═════ AVAILABLE RECORDS ═════

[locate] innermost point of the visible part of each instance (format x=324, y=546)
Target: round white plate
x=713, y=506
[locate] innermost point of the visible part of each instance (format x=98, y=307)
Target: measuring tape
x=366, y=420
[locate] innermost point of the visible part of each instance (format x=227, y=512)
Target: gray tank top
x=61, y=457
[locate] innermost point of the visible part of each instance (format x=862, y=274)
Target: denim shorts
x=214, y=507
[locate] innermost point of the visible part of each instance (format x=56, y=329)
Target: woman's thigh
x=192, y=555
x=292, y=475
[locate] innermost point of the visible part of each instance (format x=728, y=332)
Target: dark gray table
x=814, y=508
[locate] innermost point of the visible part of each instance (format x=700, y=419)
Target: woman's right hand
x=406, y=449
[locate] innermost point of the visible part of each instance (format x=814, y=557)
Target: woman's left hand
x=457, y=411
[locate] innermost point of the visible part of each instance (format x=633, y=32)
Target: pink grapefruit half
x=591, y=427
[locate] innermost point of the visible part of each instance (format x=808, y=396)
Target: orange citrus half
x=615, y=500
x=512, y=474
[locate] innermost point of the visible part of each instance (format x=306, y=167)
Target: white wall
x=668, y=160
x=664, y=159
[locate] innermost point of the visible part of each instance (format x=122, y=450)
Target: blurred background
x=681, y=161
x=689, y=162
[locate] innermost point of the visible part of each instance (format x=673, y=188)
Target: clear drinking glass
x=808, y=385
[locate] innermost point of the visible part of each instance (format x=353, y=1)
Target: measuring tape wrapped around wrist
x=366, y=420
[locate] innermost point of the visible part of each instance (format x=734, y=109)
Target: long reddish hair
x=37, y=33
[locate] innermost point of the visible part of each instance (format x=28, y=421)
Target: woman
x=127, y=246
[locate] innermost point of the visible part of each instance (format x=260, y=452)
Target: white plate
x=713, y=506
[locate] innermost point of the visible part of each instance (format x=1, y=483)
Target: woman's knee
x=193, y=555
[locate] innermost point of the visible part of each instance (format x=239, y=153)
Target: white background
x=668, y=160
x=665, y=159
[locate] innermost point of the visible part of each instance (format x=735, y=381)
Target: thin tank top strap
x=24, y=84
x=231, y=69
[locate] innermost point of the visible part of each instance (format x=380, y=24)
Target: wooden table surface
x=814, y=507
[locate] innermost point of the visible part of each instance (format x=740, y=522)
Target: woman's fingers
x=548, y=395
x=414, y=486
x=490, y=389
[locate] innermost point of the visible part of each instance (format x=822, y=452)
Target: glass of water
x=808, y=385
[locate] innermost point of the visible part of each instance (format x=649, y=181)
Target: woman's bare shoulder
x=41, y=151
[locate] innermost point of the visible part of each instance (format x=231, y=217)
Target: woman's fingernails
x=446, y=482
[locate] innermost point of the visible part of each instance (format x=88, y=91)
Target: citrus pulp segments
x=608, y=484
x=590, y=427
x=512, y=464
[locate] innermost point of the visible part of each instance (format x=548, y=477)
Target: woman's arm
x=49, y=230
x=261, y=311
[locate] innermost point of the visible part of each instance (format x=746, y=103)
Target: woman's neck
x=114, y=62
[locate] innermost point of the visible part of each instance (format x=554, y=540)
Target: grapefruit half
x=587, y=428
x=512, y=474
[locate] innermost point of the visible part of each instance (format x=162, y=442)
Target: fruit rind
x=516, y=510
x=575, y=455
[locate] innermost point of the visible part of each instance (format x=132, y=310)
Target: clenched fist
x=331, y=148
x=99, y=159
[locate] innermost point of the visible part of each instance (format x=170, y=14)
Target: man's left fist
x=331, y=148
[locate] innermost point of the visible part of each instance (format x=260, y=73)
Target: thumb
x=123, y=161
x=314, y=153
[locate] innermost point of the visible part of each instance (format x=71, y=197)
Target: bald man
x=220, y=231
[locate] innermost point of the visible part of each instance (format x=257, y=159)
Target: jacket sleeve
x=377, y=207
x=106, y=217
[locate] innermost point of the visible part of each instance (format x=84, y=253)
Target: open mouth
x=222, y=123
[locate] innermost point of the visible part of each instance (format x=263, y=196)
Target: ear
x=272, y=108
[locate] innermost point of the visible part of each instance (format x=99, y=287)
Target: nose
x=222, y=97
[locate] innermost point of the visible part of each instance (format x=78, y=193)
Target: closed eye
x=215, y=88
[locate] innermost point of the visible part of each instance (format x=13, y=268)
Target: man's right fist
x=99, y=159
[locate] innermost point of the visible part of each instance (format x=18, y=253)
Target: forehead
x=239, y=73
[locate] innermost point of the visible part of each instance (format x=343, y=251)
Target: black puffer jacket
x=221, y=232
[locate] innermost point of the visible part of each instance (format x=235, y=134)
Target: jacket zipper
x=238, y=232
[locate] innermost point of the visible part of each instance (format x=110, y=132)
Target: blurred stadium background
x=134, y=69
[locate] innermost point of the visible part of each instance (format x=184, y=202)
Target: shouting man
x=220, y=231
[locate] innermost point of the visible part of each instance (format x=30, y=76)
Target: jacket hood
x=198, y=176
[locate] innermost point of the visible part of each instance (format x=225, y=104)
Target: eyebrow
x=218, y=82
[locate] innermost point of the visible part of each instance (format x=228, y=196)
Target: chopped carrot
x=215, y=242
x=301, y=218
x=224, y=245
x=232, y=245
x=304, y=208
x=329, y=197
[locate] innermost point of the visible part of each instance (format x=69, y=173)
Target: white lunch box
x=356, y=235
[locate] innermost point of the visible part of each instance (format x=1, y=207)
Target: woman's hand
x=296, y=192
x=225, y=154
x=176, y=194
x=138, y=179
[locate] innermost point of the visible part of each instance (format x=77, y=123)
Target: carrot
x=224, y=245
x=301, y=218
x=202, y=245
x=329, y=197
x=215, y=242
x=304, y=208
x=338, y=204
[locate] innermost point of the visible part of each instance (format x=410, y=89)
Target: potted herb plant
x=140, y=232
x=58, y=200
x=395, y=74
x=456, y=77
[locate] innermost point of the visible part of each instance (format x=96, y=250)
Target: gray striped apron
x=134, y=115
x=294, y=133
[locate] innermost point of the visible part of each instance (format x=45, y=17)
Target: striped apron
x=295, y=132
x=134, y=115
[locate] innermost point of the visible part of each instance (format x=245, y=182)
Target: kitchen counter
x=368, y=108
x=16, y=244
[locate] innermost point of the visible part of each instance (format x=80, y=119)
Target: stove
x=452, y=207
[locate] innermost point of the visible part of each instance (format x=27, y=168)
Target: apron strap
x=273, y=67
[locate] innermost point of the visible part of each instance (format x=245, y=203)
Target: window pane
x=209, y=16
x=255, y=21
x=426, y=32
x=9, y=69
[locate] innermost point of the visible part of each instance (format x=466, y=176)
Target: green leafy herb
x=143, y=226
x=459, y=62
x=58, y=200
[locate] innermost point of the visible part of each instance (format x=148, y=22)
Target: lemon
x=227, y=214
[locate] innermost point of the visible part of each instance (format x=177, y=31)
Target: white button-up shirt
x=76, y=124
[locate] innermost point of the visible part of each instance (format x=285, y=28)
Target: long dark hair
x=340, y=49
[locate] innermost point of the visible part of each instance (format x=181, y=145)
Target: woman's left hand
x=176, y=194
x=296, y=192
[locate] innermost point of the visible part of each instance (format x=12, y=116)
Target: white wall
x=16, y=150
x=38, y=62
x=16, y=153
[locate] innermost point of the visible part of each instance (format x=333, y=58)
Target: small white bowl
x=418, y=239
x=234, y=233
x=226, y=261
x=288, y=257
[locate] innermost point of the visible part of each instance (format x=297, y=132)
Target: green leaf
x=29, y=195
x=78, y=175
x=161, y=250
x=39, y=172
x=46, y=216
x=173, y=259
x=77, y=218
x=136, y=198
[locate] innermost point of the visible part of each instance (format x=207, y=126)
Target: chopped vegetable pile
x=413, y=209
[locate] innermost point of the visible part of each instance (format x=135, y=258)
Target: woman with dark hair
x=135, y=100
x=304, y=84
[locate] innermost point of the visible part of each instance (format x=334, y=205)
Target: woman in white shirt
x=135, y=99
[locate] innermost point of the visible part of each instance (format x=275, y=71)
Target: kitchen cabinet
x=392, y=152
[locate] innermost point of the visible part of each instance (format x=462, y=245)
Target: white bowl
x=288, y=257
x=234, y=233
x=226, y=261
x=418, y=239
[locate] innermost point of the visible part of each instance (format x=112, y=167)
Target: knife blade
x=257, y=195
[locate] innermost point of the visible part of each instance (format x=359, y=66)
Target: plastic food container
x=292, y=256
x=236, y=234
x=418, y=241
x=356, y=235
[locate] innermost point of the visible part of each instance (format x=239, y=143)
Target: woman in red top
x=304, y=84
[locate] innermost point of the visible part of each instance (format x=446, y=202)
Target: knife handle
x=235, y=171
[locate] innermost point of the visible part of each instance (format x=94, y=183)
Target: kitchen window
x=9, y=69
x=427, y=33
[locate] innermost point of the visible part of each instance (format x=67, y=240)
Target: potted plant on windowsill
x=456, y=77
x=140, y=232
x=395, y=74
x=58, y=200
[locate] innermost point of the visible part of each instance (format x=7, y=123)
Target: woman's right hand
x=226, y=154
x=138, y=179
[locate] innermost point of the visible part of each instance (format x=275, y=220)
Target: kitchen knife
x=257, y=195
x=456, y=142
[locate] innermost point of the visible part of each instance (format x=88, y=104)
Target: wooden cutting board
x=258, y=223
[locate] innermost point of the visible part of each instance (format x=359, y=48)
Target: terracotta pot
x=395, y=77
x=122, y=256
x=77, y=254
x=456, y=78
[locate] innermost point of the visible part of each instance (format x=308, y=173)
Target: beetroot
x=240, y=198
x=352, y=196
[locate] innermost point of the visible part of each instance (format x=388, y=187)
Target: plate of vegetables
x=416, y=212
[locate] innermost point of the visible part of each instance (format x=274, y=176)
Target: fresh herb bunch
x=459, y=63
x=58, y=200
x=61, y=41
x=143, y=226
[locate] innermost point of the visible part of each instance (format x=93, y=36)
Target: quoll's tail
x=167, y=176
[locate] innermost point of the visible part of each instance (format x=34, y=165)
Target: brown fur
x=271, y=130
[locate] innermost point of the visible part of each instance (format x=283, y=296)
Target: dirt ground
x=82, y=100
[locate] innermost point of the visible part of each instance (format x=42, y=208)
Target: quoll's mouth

═════

| DIRECTIONS FOR THIS TASK |
When you reach the line holding "(format x=122, y=450)" in the records above, begin reproducing exactly, stop after the line holding "(format x=353, y=1)", and output nothing else.

| WRITTEN RESPONSE |
[locate] innermost point of the visible part of each instance (format x=122, y=450)
Target: blurred background
x=681, y=161
x=689, y=162
[locate] innermost point of the visible part of each instance (format x=673, y=188)
Target: clear drinking glass
x=808, y=385
[locate] innermost point of the visible part of each instance (format x=353, y=1)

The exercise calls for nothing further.